练习 |
能从下面这段记述长洲见闻的文字最后一句之后接着往下写吗?

文本节选 |
****************************************

现有的2万多岛民据说大都是中环上班族。在上下班高峰时间,“新渡轮”公司的气垫快艇是否也像香港地铁一样挤得像沙丁鱼罐头?但即便如此,水上通勤仍有一种独特的悠闲意味,和地下铁不同。在工作日,人去岛空,长洲变成退休老人的天下,安老院附近的树阴里搭起了露天麻将桌,戴着老花镜的牌客们认真地砌着方城消磨时间。
年轻人也没有完全绝迹,他们多是一副游手好闲的“古惑仔”打扮,肤色比都市青年略黑一些,三三两两踩着自行车在海旁路上晃过来荡过去。
不巧的是,没赶上长洲一年一度的盛大节日“太平清醮”。北帝庙(海神庙)广场上,打醮时搭起的“包山”支架已拆了大半,竹竿零乱散落一地,不远处用竹棚搭成的戏台倒是保留完好,四周插满彩旗经幡,正上方贴着彩纸横幅,写有“恭祝玄天上帝”、“敬奉蒲觞祈上帝请将艾剑镇群魔”等大字标语。细看舞台上的戏牌,上演剧目却是一出《烈女报夫仇》,可见打醮所唱的大戏也不一定都是神功戏,大众喜欢的毕竟还是“寓教于乐”的世俗题材。
究竟何物为“醮”?古书有言:“醮诸神,礼太乙。”所谓“醮”就是祈求风调雨顺、国泰民安的祭神仪式。《隋书》中提到,“夜中于星辰之下,陈放酒脯、饼饵、币物,历祀天皇、太乙,祀五星列宿,为书如上章之仪以奏之,名之为醮。”道教、佛教盛行后,原始的醮会发展成有僧侣设坛念经祈祷的民间传统节日,名为“打醮”,再往后,除祈神谢恩之外又增添了祭鬼告魂的内容。在醮会上,和尚、道士与鬼神沟通的媒介作用是必不可少的。

****************************************

数据条目 |
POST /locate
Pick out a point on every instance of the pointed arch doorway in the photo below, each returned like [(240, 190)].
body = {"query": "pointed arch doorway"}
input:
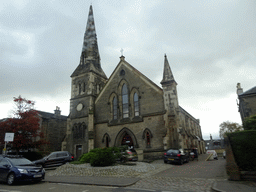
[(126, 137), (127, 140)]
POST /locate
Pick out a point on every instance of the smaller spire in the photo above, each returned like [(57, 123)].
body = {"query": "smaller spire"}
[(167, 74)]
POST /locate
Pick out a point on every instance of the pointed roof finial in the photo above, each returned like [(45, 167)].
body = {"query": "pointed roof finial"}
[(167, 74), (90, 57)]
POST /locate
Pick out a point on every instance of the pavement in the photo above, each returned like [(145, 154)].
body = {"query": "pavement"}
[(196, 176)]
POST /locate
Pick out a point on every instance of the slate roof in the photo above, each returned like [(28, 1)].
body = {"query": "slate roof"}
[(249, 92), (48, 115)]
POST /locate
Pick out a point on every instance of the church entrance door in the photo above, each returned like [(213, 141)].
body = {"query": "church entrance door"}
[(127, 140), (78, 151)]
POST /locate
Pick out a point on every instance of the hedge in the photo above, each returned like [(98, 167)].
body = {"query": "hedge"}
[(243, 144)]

****************************************

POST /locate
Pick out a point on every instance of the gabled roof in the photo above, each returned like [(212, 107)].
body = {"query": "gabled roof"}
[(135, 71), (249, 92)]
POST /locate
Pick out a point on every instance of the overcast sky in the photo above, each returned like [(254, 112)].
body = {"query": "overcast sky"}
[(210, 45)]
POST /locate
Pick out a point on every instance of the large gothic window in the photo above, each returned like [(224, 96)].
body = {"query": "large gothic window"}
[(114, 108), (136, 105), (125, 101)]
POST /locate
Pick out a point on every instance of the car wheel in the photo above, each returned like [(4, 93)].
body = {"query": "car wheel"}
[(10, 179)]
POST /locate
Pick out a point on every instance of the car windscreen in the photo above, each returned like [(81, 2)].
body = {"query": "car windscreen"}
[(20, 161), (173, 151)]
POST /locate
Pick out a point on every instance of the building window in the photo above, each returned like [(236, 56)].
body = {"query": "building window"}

****************************************

作答 |
“醮”分为平安醮、瘟醮、庆成醮、火醮四种,太平清醮属于谢神庇佑、祈求平安的“平安醮”。依照惯例,长洲醮会在每年农历四月举行,建醮期持续五天,届时每家每户挂出“醮灯”,全岛要斋戒三天,北帝庙前立起三个高大的纸扎神像(大士王、土地公及山神),神棚内点燃螺旋形的塔香,饼家加紧蒸制素豆沙包以应付“包山”所需——蒸包穿成一串串,垒成三座巨型玉米棒似的“包山”,在节日结束前的最后一个午夜,身手敏捷的年轻汉子互相比拼着攀上包山抢摘包子,装入腰间的布袋,这就是著名的“抢包山”了。有时人们在半空中打起架来,比戏台上的大戏还好看,由于这项民间“体育比赛”的危险性太大,近年已被废止。
我在长洲见到的只是热闹过后的残景。包山拆掉了,神棚内三座纸扎神像也已被运往海边焚化升天,空留下一圈圈燃烧了一半的塔香和写有善信姓名的彩纸。
只有大戏还没有唱完。天黑后,撤去了《烈女报夫仇》的戏牌,换上一本新戏《江元龙中元》,由海陆丰“老班白字剧团”演出。坐在棚里看了一会儿,发现它不是声腔绵软的粤曲,而是高亢粗砺的潮汕戏。据说长洲街坊原住民多是惠(州)、潮(州)府人氏,看来真是这样。
长洲地形狭长,从码头到岛背面的海水浴场步行只消数分钟,海边有几座度假屋,大半空着。近年这里发生过几起青少年情死事件,方式都是在密闭的室内点燃烧烤炉,吸入煤烟双双中毒身亡。年轻的都市情侣选择了来离岛结束生命,是不是因为寂静的小岛有一种别样的况味?从中环到这里仅仅10公里之遥,几十分钟的航程隔开了两个世界。长洲太平清醮有个节目叫做“超幽”,岛民于夜间在海边设下36席美酒佳肴招待水陆野鬼,超度亡灵。被盛宴款待的群鬼们想必不只是历年溺死海中的船民吧,大概也包括了那些死于度假屋的年轻自杀者。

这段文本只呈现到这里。